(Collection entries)

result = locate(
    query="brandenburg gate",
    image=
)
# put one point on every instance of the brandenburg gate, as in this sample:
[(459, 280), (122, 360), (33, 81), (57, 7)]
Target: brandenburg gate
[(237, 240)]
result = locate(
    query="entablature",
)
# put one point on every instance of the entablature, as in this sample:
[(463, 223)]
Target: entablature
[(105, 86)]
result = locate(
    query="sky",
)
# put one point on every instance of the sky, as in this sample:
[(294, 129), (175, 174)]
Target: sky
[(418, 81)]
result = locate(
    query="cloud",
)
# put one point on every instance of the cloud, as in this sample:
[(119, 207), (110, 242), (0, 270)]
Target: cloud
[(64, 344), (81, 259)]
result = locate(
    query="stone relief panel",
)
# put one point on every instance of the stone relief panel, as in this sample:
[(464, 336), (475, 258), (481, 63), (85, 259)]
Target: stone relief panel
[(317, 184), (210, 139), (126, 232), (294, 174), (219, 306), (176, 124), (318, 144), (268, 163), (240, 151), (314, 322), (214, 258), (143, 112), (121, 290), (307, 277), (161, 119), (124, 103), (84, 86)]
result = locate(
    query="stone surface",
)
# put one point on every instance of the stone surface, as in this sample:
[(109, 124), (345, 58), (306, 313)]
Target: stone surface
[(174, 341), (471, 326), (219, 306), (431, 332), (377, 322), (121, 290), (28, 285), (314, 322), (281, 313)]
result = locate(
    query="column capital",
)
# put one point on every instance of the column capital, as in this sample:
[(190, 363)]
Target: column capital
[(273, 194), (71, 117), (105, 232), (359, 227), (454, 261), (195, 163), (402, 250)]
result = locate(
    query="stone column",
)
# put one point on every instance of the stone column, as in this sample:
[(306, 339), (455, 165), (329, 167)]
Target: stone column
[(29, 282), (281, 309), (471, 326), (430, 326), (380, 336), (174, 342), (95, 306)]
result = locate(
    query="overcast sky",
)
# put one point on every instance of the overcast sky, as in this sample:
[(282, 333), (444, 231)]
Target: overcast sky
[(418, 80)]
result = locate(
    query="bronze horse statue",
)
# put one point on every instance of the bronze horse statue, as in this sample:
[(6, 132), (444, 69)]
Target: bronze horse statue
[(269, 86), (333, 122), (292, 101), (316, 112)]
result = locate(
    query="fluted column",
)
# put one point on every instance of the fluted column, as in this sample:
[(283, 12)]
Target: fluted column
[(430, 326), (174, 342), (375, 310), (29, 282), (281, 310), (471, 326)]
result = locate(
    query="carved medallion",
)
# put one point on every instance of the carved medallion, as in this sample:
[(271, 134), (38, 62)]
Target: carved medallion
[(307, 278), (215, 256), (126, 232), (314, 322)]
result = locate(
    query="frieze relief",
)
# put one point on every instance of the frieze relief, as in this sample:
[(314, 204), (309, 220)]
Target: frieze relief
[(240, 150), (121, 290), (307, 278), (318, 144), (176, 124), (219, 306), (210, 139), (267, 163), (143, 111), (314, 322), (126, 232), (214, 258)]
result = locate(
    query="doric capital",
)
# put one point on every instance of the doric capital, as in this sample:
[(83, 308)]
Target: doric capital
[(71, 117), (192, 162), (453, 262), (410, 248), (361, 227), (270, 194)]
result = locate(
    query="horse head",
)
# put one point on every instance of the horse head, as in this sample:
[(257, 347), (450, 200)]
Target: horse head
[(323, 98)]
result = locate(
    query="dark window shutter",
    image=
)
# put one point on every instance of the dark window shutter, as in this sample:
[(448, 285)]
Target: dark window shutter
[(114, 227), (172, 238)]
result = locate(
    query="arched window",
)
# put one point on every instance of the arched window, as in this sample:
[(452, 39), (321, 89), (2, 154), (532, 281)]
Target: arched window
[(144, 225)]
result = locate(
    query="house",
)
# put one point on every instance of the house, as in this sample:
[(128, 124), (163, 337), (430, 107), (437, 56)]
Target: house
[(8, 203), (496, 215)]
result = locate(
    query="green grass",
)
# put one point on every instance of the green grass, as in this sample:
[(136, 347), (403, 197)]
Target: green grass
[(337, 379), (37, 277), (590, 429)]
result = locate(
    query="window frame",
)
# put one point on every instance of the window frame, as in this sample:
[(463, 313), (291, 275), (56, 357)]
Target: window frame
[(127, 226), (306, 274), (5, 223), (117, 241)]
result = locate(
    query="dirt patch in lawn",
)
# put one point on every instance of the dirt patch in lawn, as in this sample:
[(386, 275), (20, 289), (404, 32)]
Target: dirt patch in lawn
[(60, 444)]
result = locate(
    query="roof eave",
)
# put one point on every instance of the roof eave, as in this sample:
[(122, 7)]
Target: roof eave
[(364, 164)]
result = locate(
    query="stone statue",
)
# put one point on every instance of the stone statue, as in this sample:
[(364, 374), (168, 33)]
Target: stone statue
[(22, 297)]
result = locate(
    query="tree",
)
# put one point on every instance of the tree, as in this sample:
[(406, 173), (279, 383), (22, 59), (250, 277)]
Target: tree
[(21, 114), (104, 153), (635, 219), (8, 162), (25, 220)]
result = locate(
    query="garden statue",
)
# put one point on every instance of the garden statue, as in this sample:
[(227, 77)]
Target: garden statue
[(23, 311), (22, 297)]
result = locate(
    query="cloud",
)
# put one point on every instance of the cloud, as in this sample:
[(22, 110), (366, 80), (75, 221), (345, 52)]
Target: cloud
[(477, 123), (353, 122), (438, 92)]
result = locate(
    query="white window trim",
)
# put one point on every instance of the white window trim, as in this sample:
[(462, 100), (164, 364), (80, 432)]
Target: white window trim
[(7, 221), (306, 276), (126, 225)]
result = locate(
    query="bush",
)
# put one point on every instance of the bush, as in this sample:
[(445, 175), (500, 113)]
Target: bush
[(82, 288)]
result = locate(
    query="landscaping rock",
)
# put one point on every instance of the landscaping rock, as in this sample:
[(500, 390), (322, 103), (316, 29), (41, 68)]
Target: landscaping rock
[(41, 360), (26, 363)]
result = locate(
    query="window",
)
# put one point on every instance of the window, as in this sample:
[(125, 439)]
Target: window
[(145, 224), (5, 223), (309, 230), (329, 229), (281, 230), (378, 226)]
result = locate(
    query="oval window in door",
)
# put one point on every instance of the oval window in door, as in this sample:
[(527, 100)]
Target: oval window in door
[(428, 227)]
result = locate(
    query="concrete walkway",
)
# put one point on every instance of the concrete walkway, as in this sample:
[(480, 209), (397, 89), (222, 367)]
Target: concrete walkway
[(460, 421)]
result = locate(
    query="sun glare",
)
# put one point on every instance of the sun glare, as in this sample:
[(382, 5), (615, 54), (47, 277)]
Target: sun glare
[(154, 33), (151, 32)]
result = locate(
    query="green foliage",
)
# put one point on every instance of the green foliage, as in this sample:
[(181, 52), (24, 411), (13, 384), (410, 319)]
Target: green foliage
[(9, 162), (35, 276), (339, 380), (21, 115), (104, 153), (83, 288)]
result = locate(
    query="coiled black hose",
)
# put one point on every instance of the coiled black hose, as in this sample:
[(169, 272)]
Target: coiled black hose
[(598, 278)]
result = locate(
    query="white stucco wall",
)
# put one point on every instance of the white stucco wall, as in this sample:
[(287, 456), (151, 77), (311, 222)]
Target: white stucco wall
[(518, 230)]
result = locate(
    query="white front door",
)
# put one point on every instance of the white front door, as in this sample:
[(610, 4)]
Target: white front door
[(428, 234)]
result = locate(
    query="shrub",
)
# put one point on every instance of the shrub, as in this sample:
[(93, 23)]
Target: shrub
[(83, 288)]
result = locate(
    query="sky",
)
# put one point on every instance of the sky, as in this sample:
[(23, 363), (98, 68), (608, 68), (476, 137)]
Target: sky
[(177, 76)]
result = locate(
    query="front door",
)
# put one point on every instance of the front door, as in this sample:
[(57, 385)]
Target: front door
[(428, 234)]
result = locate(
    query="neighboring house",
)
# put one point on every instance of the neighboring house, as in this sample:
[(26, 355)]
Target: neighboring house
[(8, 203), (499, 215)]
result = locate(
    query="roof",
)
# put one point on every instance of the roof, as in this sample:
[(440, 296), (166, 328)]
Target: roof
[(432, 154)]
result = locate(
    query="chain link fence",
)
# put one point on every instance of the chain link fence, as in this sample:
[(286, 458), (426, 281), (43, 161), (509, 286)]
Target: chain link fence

● Task instructions
Please retype the items character for character, beginning with their first line and stopping after the line that contains "[(418, 81)]", including that line.

● Full response
result = locate(
    query="brandenburg gate",
    image=
)
# put one point on every instance of the brandenburg gate, as in this sample:
[(459, 280), (122, 360), (33, 81), (57, 7)]
Target: brandenburg gate
[(237, 240)]
result = locate(
    query="entablature",
)
# put one point on every instance of the entablature, as in this sample:
[(463, 223)]
Target: entablature
[(105, 86)]
result = locate(
    query="sky",
)
# put one point on every instance of the sky, as in this sample:
[(294, 129), (175, 174)]
Target: sky
[(418, 81)]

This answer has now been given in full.